### Source extract:

= = = =

To better define what constitutes the most effective proppant for a particular application, field cases will be presented that focus on the impact of proppant selection in a number of wells completed in various shale formations. The analysis will examine the production history associated with a variety of proppant choices. In an effort to better understand the production results, a series of lab tests will be performed on the proppants utilized in the field cases. These tests will attempt to establish how these factors (such as proppant fines, cyclic stress, embedment, proppant flowback, and scaling) could be used to explain and support the results of the field cases.

= = = =

Records from a data collection:
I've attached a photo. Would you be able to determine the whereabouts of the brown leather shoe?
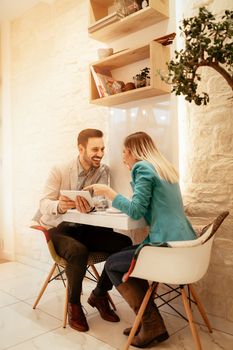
[68,303,89,332]
[87,292,120,322]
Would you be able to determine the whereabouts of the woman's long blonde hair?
[124,131,179,183]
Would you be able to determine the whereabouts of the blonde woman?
[86,132,196,348]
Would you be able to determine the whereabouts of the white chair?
[124,212,229,350]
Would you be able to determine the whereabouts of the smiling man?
[40,129,132,332]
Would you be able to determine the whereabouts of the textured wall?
[177,1,233,322]
[7,0,233,328]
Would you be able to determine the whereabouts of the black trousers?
[49,222,132,304]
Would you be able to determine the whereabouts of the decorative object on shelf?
[142,0,149,9]
[90,66,124,97]
[90,40,170,106]
[97,47,113,59]
[88,11,124,33]
[88,0,169,43]
[133,67,150,89]
[159,7,233,105]
[154,33,176,46]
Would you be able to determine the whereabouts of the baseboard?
[16,254,54,272]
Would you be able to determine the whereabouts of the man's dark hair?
[78,129,104,147]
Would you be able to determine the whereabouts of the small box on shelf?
[88,0,169,42]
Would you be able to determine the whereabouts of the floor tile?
[165,326,233,350]
[0,302,60,350]
[5,329,115,350]
[0,270,64,300]
[0,262,233,350]
[0,291,19,308]
[0,261,42,281]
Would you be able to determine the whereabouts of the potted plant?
[133,67,150,88]
[159,7,233,105]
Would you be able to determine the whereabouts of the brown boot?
[68,303,89,332]
[87,292,120,322]
[117,278,169,348]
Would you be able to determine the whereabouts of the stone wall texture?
[11,0,108,264]
[182,1,233,322]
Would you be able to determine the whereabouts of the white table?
[63,209,146,230]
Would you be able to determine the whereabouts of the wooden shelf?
[89,0,169,42]
[90,41,170,106]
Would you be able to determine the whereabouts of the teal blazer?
[112,161,196,244]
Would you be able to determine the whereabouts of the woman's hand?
[83,184,117,201]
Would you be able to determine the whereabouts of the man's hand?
[75,196,93,213]
[57,195,75,214]
[84,184,117,200]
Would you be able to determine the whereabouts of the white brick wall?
[177,0,233,329]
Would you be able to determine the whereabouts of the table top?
[63,209,146,230]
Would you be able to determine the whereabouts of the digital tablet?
[60,190,94,207]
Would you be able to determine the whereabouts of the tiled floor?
[0,262,233,350]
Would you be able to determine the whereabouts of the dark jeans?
[49,222,132,304]
[105,244,139,287]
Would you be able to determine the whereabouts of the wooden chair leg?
[124,285,153,350]
[181,288,202,350]
[90,265,116,311]
[33,263,57,309]
[63,283,69,328]
[189,284,213,333]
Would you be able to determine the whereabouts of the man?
[40,129,132,332]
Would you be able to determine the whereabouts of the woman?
[86,132,196,347]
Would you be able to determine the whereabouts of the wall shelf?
[90,41,170,106]
[89,0,169,42]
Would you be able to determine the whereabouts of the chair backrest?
[130,212,229,284]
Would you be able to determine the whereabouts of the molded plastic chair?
[124,211,229,350]
[31,225,116,328]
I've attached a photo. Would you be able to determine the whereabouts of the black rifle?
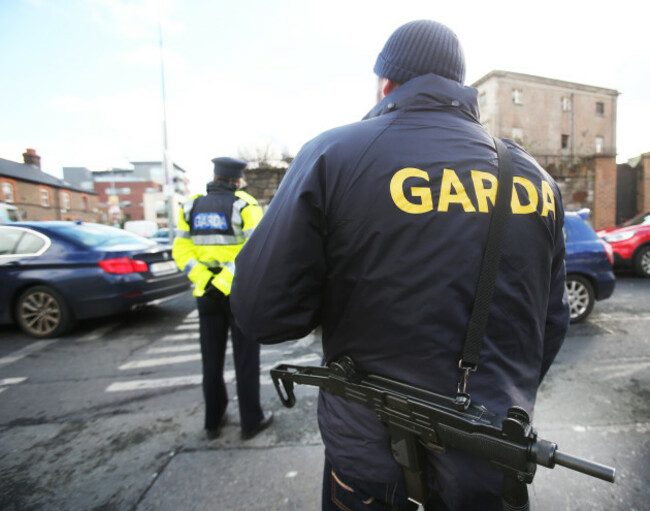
[271,357,616,510]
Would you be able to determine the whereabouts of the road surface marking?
[0,378,27,386]
[118,353,201,371]
[0,378,27,392]
[0,339,57,367]
[106,374,203,392]
[147,344,201,355]
[160,332,199,342]
[106,370,235,392]
[174,323,199,332]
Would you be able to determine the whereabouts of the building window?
[562,133,569,149]
[61,192,70,211]
[39,188,50,208]
[2,182,14,202]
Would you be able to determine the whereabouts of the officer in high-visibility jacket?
[172,157,273,440]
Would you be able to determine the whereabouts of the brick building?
[0,149,101,222]
[63,161,189,227]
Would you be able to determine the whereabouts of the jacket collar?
[207,181,237,193]
[363,74,479,122]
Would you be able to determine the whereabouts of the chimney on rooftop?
[23,149,41,169]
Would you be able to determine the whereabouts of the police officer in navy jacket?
[231,20,569,510]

= = = =

### Required task A:
List the factors that the proppant selection passage names in parentheses as possible explanations for the field results.
### Required task B:
Pick up the proppant selection passage after its final sentence and continue it.

### Final result A:
- Proppant fines
- Cyclic stress
- Embedment
- Proppant flowback
- Scaling

### Final result B:
This paper reviews a number of fracturing treatments performed in three active areas in the United States; the Fayetteville Shale in Arkansas, the Bakken Shale in North Dakota, and the Haynesville Shale in north Louisiana. Reservoir characteristics, proppant type, and post fracture treatment production results were examined in each area. The proppants compared in this study were routinely utilized in the three areas. They are, in the Fayetteville, uncoated frac sand (UFS) and curable resin coated sand (CRCS); in the Bakken, uncoated frac sand, lightweight ceramic (LWC), and curable resin coated sand; and in the Haynesville, lightweight ceramic and curable resin coated sand.
The hypothesis of this study is that due to the reservoir and formation characteristics in the three areas, CRCS with its grain-tograin bonding technology should provide higher downhole fracture conductivity (FC) leading to increased post fracture treatment well production.